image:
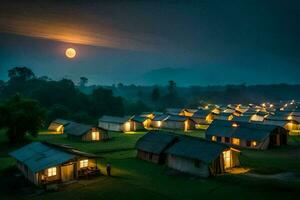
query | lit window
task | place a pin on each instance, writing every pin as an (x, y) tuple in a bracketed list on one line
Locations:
[(95, 135), (213, 138), (235, 141), (51, 171), (159, 123), (127, 126), (235, 125), (84, 163), (290, 117)]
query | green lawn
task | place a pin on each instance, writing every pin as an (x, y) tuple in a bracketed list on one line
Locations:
[(136, 179)]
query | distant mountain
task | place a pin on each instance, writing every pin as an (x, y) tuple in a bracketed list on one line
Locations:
[(182, 76)]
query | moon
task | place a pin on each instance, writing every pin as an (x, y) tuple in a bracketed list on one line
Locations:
[(70, 53)]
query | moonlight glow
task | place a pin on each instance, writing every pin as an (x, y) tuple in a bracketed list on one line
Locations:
[(70, 53)]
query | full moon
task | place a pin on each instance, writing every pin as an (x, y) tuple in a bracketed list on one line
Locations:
[(70, 53)]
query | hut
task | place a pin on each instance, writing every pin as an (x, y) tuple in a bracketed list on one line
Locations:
[(202, 118), (112, 123), (58, 125), (175, 111), (259, 116), (159, 120), (43, 163), (86, 132), (177, 122), (151, 147), (141, 123), (245, 134), (200, 157), (289, 122), (224, 116)]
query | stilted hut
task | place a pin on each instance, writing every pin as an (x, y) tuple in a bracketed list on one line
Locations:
[(177, 122), (202, 119), (152, 146), (202, 158), (245, 134), (141, 123), (58, 125), (44, 163), (158, 121), (86, 132), (112, 123)]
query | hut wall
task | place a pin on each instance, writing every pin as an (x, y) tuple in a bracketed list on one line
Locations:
[(155, 158), (52, 178), (155, 124), (174, 125), (188, 166), (111, 126)]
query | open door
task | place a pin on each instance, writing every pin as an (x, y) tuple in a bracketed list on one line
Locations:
[(67, 173), (227, 159)]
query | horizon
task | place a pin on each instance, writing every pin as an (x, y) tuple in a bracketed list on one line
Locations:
[(195, 43)]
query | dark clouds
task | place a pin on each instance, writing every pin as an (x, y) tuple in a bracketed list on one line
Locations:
[(132, 38)]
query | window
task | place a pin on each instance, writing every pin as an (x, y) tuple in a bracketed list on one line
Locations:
[(248, 143), (213, 138), (51, 171), (227, 139), (253, 144), (84, 163), (95, 135), (197, 163), (235, 141)]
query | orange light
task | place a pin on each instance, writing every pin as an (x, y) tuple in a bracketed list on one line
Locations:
[(70, 53), (235, 125)]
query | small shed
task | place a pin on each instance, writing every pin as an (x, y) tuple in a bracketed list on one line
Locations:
[(246, 134), (175, 111), (58, 125), (177, 122), (152, 146), (44, 163), (200, 157), (202, 118), (158, 121), (85, 132), (112, 123), (141, 122), (224, 116)]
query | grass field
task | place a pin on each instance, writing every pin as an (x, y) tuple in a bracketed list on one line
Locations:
[(136, 179)]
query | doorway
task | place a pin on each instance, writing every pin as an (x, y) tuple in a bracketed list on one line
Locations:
[(67, 173)]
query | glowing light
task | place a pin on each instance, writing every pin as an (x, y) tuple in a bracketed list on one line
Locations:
[(235, 125), (127, 126), (59, 128), (70, 53), (159, 123), (213, 138)]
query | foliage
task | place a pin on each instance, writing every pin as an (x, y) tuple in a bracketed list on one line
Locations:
[(20, 116)]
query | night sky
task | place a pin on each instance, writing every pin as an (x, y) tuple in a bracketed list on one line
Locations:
[(150, 42)]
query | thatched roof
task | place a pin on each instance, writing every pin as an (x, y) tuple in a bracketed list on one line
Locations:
[(155, 142), (202, 113), (177, 118), (113, 119), (160, 117), (244, 130), (62, 122), (174, 111), (197, 149), (77, 129), (38, 156)]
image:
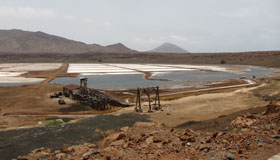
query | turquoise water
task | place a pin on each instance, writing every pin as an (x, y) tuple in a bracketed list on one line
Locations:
[(176, 78)]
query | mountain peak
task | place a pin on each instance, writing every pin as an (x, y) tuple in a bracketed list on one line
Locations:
[(169, 48)]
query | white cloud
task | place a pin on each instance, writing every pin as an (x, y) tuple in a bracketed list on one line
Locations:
[(107, 24), (242, 13), (88, 20), (26, 12)]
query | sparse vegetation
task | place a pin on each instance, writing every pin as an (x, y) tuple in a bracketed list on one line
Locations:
[(64, 119), (53, 123)]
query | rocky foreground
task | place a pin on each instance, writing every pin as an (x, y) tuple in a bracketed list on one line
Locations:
[(250, 136)]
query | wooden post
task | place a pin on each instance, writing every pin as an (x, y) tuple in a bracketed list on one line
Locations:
[(138, 101), (149, 99), (158, 97)]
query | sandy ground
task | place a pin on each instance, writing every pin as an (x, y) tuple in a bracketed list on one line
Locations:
[(206, 106), (34, 99)]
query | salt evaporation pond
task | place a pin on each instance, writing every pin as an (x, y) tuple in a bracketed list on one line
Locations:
[(175, 77)]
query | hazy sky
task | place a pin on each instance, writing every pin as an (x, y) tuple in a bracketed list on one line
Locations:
[(196, 25)]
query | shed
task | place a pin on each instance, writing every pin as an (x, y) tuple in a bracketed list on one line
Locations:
[(70, 89)]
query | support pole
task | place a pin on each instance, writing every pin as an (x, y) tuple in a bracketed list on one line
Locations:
[(149, 99), (158, 97)]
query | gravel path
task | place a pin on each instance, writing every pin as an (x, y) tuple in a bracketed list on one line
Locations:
[(22, 141)]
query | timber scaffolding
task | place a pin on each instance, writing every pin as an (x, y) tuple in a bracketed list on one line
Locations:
[(148, 91), (94, 98)]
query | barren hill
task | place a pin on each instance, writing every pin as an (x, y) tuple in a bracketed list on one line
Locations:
[(39, 42), (169, 48)]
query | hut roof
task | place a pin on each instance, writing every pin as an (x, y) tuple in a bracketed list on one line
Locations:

+---+

In your copy of the records above, include every line exactly but no pictures.

image:
query | lit window
task | place a pin on each instance, writing every pin as an (x, y) tuple in a bracketed list on one line
Locations:
[(95, 135), (213, 138), (235, 141), (51, 171), (159, 123), (127, 126), (235, 125), (84, 163), (290, 117)]
query | green lawn
task | place a pin on each instance, writing every pin as an (x, y) tuple in a bracketed list on one line
Locations:
[(136, 179)]
query | distant mountain
task | place a pin on each instance, writing every pin as an (x, y) tuple in a bracketed list on one line
Locations:
[(182, 76)]
query | moon
task | place a pin on each instance, writing every pin as an (x, y) tuple in a bracketed list on one line
Locations:
[(70, 53)]
query | moonlight glow
task | place a pin on each instance, writing every pin as an (x, y) tuple in a bracketed list on one line
Locations:
[(70, 53)]
query | full moon
task | place a pin on each instance, writing every pin as an (x, y) tuple in a bracketed list on one line
Locations:
[(70, 53)]
query | hut
task | place a pin on each instance, writing every pin as an (x, y) tuple in a bracketed list on one line
Locations:
[(202, 118), (112, 123), (58, 125), (175, 111), (259, 116), (159, 120), (43, 163), (86, 132), (177, 122), (151, 147), (141, 123), (245, 134), (200, 157), (289, 122), (224, 116)]
query | stilted hut
task | place a pin on each instance, writing every pin as an (x, y) tuple in a bracketed list on one line
Locations:
[(177, 122), (202, 119), (152, 146), (202, 158), (245, 134), (141, 123), (58, 125), (44, 163), (158, 121), (86, 132), (112, 123)]
query | hut wall
task | place a pin on each instance, writing every pin as an (x, y) tuple in a bracketed list on one line
Locations:
[(155, 158), (52, 178), (155, 124), (174, 125), (188, 166), (111, 126)]
query | open door
task | place a pin on each instance, writing every pin as an (x, y) tuple in a bracketed list on one line
Locations:
[(67, 173), (227, 159)]
query | horizon
task | place a pin on each instance, writing every pin as an (x, y) tuple in a bracketed list on one line
Locations:
[(195, 43)]
query | dark clouds
task | place a pin on each instance, writing every pin as an (x, y) tuple in a bracketed list on one line
Locations:
[(132, 38)]
query | window
task | place a pin on each instance, writing every pin as an (x, y) tuple in a bracketed list on one line
Locations:
[(248, 143), (213, 138), (51, 171), (227, 139), (253, 144), (84, 163), (95, 135), (197, 163), (235, 141)]
query | orange light
task | place a pin on each instance, writing every pin as an (x, y) tuple in a bracketed list on one line
Locations:
[(70, 53), (235, 125)]
query | small shed
task | place a pin on each instance, writing every pin as an (x, y) tuple in a bracketed list on one line
Locations:
[(246, 134), (175, 111), (58, 125), (177, 122), (152, 146), (44, 163), (200, 157), (202, 118), (158, 121), (85, 132), (112, 123), (141, 122), (224, 116)]
query | grass field
task | place a pin on each instance, writing every pin as an (x, y) tuple in a bracketed list on one line
Locations:
[(136, 179)]
query | doorway
task | place a pin on each instance, writing every pin as an (x, y) tuple in a bracketed list on one line
Locations:
[(67, 173)]
query | glowing light
task | place a pin on each instance, writing every pin as an (x, y) tuple in a bracketed list on one line
Locations:
[(235, 125), (127, 126), (59, 128), (70, 53), (159, 123), (213, 138)]
query | foliage
task | place a pin on each instance, writing every pin as an (x, y) tuple in a bracketed list on one line
Locations:
[(20, 116)]
query | night sky
task | place a pin on each instance, writing every pin as an (x, y) tuple in a bracketed list on one line
Locations:
[(150, 42)]
query | thatched roof
task | place a pin on each instance, writing every pin as an (x, y) tuple in a bracketed list on one line
Locations:
[(155, 142), (202, 113), (177, 118), (113, 119), (160, 117), (244, 130), (62, 122), (174, 111), (197, 149), (77, 129), (38, 156)]
image:
query | turquoise water
task | place a pin on each instance, writing every pin as an (x, y) tuple in a bracketed list on one line
Locations:
[(176, 78)]
query | mountain peak
task | place a pin on each instance, writing every pin as an (x, y) tuple in a bracketed list on one line
Locations:
[(169, 48)]
query | white cloud
task | place a pin on each instance, writing every pin as an (x, y) tuple in a bracketed list on one line
Locations:
[(107, 24), (242, 13), (88, 20), (26, 12)]
query | sparse vegetation
task | place a pin on each instance, writing every pin as an (x, y) tuple in a bracketed list on one line
Locations:
[(64, 119), (53, 123)]
query | rocky foreground
task | place a pin on each instance, writing every pin as an (x, y) tuple in a bracketed list on one line
Locations:
[(250, 136)]
query | wooden post
task | place a pin on each instance, writing every pin as an (x, y) tuple in a bracketed list on one line
Locations:
[(138, 101), (149, 99), (158, 97)]
query | sandy ground
task | place a pin on each instance, writing every pin as an (x, y) tuple in a bracketed list on one line
Locations:
[(206, 106), (34, 99)]
query | salt evaporation pond
task | place a pin on each instance, writing every pin as an (x, y) tuple in a bracketed list on one line
Locations:
[(175, 77)]
query | hazy sky
task | place a pin on each instance, writing every pin as an (x, y) tuple in a bracketed list on one line
Locations:
[(196, 25)]
query | shed
task | place a pin on each instance, writing every pin as an (x, y) tuple in a bracketed list on one line
Locations:
[(70, 89)]
query | support pole
task | place a pin on each instance, writing every pin as an (x, y) tuple in a bracketed list on one line
Locations:
[(149, 99), (158, 97)]
query | gravel path
task | place a pin on each instance, writing every pin as an (x, y) tuple in a bracketed list on one line
Locations:
[(22, 141)]
query | timber scaffolding
task | place a pin on each instance, writing every pin as an (x, y) tuple in a bracketed list on one line
Locations:
[(148, 91), (94, 98)]
query | barren hill
task | place a pin on each instance, writing every pin as an (x, y) tuple in a bracketed list on one line
Locations:
[(39, 42), (169, 48)]
query | hut roof
task | place a pin on each instance, writing every pin as an (x, y) tuple in a bracketed list on one line
Locations:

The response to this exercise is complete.